[THE RECORDS]:
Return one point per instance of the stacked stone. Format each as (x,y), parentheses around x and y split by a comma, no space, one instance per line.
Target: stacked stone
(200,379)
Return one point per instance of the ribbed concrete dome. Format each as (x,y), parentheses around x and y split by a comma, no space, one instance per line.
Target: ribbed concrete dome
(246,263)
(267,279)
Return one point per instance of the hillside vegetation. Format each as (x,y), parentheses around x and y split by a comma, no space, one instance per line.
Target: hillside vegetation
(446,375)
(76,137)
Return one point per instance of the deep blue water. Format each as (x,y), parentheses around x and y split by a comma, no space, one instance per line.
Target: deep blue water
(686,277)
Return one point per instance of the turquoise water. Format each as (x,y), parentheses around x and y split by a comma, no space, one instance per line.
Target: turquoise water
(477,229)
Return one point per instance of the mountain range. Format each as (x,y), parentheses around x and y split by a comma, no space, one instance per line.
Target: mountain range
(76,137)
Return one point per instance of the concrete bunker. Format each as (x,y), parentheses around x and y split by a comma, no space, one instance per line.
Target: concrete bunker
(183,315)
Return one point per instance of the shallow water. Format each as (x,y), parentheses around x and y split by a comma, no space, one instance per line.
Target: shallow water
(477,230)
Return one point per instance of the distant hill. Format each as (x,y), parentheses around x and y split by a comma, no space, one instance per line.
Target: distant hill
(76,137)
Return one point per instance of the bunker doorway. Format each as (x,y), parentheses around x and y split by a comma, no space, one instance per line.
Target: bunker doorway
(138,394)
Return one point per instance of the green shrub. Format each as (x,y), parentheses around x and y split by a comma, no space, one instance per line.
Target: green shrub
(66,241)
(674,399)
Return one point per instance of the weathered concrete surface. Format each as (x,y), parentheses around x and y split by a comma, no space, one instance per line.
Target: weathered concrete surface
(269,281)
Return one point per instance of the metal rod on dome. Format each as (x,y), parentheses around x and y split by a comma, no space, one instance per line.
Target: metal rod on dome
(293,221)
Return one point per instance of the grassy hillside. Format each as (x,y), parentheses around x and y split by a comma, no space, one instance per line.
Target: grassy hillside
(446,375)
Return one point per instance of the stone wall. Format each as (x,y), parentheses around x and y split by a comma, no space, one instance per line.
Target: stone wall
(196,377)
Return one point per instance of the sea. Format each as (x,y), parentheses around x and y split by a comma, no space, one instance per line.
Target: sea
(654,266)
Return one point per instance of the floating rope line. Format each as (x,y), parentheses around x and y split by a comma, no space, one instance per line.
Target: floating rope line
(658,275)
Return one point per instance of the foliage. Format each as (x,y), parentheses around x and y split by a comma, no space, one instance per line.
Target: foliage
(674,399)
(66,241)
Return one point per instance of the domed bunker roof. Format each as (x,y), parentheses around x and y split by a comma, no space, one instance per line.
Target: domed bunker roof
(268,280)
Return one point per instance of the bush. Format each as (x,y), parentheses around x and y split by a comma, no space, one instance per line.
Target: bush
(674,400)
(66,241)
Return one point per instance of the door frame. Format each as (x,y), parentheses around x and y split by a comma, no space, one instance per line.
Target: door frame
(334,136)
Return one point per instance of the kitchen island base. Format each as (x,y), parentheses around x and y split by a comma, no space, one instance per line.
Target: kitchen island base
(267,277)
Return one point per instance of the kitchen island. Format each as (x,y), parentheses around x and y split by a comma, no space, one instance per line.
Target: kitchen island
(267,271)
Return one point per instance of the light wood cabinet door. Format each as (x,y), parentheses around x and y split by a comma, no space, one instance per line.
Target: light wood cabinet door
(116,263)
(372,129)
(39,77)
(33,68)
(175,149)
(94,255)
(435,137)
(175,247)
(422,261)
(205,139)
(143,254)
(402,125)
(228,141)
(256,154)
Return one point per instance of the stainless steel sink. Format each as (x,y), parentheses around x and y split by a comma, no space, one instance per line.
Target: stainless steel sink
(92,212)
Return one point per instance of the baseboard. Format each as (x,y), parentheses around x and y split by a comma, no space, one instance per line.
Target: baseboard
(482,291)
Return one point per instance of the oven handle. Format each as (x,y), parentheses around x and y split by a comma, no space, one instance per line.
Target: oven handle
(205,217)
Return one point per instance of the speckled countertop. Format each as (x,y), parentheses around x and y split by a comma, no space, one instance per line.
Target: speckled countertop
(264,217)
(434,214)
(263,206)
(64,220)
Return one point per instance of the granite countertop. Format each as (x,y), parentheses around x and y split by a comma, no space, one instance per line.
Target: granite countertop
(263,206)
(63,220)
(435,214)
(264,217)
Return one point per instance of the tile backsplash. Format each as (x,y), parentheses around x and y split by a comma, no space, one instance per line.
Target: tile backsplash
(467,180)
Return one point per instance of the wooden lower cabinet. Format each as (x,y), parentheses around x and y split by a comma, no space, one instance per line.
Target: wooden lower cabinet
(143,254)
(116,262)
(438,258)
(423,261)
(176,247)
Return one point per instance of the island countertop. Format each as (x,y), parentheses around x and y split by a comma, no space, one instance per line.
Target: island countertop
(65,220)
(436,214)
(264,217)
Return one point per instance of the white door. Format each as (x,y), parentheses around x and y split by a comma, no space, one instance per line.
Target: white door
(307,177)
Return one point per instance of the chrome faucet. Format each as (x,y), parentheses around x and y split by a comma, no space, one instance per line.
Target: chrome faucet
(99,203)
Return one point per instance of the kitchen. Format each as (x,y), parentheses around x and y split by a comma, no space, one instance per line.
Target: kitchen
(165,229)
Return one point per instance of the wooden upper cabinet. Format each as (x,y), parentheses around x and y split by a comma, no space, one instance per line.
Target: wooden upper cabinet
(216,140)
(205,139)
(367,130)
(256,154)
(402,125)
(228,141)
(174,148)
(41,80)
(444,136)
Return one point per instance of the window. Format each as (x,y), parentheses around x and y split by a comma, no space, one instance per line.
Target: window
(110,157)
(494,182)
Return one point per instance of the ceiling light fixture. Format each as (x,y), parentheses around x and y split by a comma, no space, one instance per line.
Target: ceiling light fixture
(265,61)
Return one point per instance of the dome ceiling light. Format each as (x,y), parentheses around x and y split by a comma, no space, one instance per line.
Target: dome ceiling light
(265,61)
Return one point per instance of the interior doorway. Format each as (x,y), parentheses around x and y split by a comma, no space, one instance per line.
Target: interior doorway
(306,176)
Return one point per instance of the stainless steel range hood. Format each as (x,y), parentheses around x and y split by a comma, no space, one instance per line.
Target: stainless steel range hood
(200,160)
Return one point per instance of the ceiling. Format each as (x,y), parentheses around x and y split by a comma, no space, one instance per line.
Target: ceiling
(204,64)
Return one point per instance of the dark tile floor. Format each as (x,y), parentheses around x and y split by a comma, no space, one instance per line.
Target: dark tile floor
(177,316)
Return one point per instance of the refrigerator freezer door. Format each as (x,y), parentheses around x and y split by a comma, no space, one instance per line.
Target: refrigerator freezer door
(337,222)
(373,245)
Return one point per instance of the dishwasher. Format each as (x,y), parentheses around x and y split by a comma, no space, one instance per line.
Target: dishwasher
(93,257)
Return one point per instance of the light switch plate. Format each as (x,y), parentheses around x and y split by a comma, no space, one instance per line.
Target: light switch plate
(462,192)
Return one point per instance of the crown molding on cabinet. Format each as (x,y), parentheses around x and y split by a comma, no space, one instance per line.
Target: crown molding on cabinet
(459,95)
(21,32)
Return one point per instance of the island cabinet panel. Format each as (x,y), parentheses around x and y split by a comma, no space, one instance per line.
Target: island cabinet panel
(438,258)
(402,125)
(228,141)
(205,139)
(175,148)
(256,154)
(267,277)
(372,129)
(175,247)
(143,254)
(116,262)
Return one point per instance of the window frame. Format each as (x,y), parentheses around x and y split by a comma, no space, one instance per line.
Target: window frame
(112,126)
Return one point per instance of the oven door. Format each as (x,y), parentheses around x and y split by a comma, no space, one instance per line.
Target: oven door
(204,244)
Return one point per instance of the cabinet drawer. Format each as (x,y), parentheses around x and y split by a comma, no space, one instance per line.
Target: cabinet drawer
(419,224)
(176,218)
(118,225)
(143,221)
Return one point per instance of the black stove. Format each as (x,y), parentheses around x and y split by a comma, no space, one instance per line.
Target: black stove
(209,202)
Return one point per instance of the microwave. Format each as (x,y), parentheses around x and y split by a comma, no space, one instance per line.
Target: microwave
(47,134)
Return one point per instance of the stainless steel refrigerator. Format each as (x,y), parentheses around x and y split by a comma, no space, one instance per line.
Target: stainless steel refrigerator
--
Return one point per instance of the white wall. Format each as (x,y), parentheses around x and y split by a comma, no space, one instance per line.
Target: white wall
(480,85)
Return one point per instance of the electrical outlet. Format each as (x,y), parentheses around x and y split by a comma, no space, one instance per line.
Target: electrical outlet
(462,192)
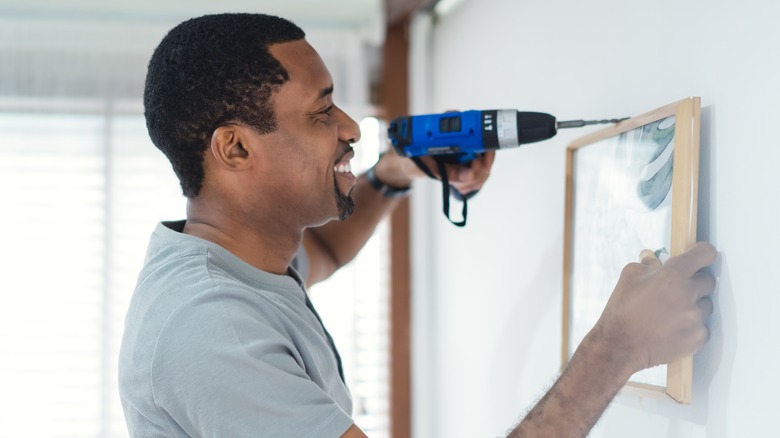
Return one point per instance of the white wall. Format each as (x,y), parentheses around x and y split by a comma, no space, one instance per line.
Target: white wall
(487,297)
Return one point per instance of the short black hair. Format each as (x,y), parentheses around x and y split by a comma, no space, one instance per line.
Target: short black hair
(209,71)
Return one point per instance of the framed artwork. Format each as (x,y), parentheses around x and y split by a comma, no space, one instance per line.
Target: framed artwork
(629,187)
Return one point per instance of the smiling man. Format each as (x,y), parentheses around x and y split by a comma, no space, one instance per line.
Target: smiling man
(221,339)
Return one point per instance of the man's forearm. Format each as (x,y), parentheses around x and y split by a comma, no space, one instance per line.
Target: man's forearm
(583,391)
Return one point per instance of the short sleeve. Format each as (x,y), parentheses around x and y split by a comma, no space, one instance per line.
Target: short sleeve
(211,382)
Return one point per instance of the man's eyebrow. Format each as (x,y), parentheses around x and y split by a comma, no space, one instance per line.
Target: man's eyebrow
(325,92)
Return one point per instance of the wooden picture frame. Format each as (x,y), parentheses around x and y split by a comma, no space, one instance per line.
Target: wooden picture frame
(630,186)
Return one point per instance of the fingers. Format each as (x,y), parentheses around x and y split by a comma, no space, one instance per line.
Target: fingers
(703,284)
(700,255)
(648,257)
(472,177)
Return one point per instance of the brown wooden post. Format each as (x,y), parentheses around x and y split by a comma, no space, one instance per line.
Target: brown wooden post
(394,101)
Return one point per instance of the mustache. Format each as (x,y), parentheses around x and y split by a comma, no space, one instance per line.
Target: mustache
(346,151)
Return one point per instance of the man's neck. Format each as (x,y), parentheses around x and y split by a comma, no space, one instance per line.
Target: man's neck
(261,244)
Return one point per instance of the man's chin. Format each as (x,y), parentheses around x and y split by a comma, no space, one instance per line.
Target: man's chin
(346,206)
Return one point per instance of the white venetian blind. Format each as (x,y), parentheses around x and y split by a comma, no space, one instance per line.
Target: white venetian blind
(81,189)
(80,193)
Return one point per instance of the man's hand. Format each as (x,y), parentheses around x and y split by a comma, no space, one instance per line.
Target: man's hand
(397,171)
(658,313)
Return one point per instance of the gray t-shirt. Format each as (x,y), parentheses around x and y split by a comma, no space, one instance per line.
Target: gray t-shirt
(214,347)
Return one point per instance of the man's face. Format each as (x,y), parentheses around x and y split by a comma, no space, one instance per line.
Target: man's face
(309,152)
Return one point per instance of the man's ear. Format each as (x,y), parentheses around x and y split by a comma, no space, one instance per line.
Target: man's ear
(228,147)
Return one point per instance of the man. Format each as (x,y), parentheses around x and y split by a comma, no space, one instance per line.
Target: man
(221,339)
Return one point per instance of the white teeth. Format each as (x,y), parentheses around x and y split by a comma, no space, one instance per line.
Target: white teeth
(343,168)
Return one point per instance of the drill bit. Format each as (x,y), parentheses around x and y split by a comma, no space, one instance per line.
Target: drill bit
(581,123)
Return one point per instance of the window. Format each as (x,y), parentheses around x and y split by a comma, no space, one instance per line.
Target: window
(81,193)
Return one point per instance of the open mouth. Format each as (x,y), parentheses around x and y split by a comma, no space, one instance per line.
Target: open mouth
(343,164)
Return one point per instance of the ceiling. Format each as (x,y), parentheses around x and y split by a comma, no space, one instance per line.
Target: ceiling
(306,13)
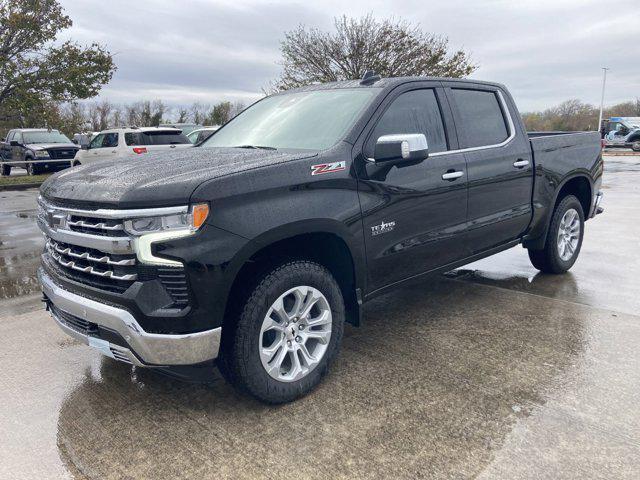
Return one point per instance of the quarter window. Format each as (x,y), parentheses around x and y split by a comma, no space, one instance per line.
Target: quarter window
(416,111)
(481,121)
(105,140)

[TASK DESCRIPTION]: State how many lines in the rows above contain the word "vegetation". Give only the number.

[EXERCISE SOLUTION]: 2